# AUSZUG

--*--

Mittwoch, 6. Januar 2010

Eisbären


Im National Maritime Museum von Greenwich hängt ein seltsames Bild von Horatio Nelson. Es wurde von Richard Westall um 1806 gemalt und zeigt den jungen Nelson (noch kein Lord und kein Admiral sondern noch Midshipman) auf einer Eisscholle, wie er mit einer Muskete einen wütenden Eisbären bekämpft. Wir haben Bilder von Nelson in allen möglichen heldenhaften Posituren. Aber mit einem Eisbären? Wenn sich der Wahrheitsgehalt der Geschichte auch nicht so genau feststellen lässt, so weiß man doch, dass Nelson im Jahre 1773 mit der Carcass von Kapitän Skeffington Lutwidge in der Arktis gewesen ist. Ein Vierteljahrhundert später ist er wieder unter dem Kommando von Lutwidge. Der kommandiert als Admiral inzwischen eine Flotte, und der junge Kapitän Nelson kommandiert die Medusa. Irgendwie scheint es die englische Flotte ja mit seltsamen, nicht so positiven Namen zu haben: Carcass, Medusa. Sollen die den Gegner erschrecken oder Unheil über das Schiff bringen?

Das erste Schiff, auf dem Nelson ist (da ist er dreizehn) heisst Raisonable, es wird von seinem Onkel kommandiert. Sein letztes Schiff heisst Victory, auf dem wird er sterben. Von der Vernunft zu Sieg und Tod. In der Zeit um 1800 herum taucht die Geschichte von Nelson und dem Bären zum ersten Mal auf, sein Admiral erzählt sie offensichtlich mit Vergnügen beim Portwein. Danach hatte sich der Midshipman Nelson mit einem Kameraden auf Eisbärenjagd begeben (den Kameraden hat der Maler auf dem Bild weggelassen, ein einzelner Engländer mit einem Eisbären wirkt ja auch viel heroischer). Er wollte, wie er später angeblich seinem Kapitän sagte, seinem Vater ein Eisbärenfell als Souvenir mitbringen. Heute wäre das ja nicht mehr politically correct. Wir lieben ja heute Eisbären. Solange sie klein sind und Knut heissen. Es muss damals ein Sport der englischen Abenteurer sein, jetzt aus allen Teilen der Welt tote Tiere mit nach Hause zu bringen, die dann in viktorianischen Wohnzimmern Staub ansetzen. Oder über die der Butler in Dinner for One permanent stolpert. Mit dem Bärenfell ist es nichts geworden, beide Parteien, Nelson und der ursus maritimus, überlebten das Rencontre. Die Eisscholle brach, und Nelson und Eisbär trieben in unterschiedliche Richtungen davon. In einer anderen Version der Geschichte vertreibt der Donner der Schiffskanone (man kann auf dem Bild das Mündungsfeuer sehen) den Bären. Wir werden es nicht mehr erfahren, ob die Geschichte, die "der gute alte Mann" (wie Nelson seinen ehemaligen Vorgesetzen bezeichnete) erzählt hat, Seemannsgarn war oder ob sie einen Funken Wahrheit enthält. Zuzutrauen wäre es Nelson sicherlich. Aber irgendwie erinnert sie ein wenig an Parson Weems Geschichte von Washington und dem Kirschbaum. Aber jetzt ist Heldenverehrung angesagt, wo Nelson und die jungen Kapitäne seiner Fregatten Napoleons Flotte peu à peu zerstückeln. Und da macht sich eine Geschichte aus der Jugendzeit immer gut, schon die Helden der griechischen Sagen verbringen in ihrer Jugend erstaunliche Dinge. Allerdings kommen Eisbären bei den Griechen kaum vor.

--*--

# ROHDATEN
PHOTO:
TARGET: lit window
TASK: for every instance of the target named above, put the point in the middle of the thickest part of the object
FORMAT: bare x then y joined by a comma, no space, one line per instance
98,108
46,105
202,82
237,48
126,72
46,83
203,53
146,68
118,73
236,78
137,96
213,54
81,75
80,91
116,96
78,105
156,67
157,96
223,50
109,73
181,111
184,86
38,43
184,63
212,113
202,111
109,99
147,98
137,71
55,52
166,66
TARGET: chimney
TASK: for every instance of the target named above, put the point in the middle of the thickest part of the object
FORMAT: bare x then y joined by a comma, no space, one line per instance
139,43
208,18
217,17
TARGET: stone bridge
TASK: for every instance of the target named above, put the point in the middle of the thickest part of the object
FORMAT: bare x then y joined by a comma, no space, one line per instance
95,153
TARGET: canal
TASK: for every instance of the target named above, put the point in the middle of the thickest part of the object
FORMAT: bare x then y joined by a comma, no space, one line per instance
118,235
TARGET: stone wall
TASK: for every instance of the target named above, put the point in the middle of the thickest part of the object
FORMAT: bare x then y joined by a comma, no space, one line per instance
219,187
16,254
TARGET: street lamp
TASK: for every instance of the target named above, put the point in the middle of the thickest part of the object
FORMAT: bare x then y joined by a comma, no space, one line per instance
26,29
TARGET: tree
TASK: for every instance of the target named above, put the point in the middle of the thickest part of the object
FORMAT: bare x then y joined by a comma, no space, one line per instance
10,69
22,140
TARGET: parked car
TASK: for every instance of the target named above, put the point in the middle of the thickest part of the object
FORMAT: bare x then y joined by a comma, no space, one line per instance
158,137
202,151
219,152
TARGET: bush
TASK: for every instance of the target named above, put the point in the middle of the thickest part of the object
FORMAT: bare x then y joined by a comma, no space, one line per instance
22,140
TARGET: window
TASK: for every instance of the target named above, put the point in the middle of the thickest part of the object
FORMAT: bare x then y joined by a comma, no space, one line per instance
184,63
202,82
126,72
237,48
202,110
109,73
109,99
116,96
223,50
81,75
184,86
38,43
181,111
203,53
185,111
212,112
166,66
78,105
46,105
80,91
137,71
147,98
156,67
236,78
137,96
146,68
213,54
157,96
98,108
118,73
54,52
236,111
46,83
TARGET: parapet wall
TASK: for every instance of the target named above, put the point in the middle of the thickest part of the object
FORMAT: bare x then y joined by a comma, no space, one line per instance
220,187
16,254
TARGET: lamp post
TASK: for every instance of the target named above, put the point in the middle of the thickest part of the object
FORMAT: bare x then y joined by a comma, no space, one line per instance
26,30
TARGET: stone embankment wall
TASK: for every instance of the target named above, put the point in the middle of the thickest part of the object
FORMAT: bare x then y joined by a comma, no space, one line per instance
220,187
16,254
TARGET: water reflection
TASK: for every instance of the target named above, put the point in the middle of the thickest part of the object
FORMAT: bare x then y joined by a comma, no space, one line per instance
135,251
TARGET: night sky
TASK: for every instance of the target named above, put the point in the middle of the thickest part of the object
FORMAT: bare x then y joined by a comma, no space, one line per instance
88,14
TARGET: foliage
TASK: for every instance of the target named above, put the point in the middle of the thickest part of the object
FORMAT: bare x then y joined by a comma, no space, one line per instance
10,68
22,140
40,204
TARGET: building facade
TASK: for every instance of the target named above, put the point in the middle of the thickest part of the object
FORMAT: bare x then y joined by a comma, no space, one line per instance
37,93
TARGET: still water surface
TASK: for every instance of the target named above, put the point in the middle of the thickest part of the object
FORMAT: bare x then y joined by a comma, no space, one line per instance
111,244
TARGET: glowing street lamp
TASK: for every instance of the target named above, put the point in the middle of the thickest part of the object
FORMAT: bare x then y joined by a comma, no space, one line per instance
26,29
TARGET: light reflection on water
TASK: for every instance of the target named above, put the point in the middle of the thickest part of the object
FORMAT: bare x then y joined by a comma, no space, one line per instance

--*--

Führe den Text über Nelson und den Eisbären im Anschluss an seinen letzten Satz weiter.

# ERGEBNIS DER AUFGABE
Das Bild von Richard Westall (Katalognummer BHC 2907) wurde von John M'Arthur in Auftrag gegeben, es sollte seine Biographie The Life of Admiral Lord Nelson illustrieren. John Landseer hat einen Kupferstich davon gefertigt, der nach dem Tod des Helden bei Trafalgar massenhafte Verbreitung in England fand. John Landseers Sohn Edwin wird mit seinen Tierdarstellungen noch berühmter als sein Vater werden. Wegen seines Bildes The Monarch of the Glen ist die Königin Victoria mit der Eisenbahn durch halb England gefahren, um den röhrenden Hirschen zu bewundern. Die röhrenden Hirsche finden ja auch den Weg in deutsche Wohnzimmer. Der fünfzehnjährige Midshipman Nelson steht in eleganter Uniform auf der Eisscholle, keine Handschuhe, kein Mantel. Lediglich die Pelzmütze zeigt an, dass die Royal Navy auch schon für den Dienst in kälteren Gewässern gerüstet ist. Für spätere Expeditionen gibt es dann doch schon Mäntel mit Pelzfutter, wie man auf dem Bild von Sir William Edward Parry nach seiner Arktisexpedition 1820 sehen kann.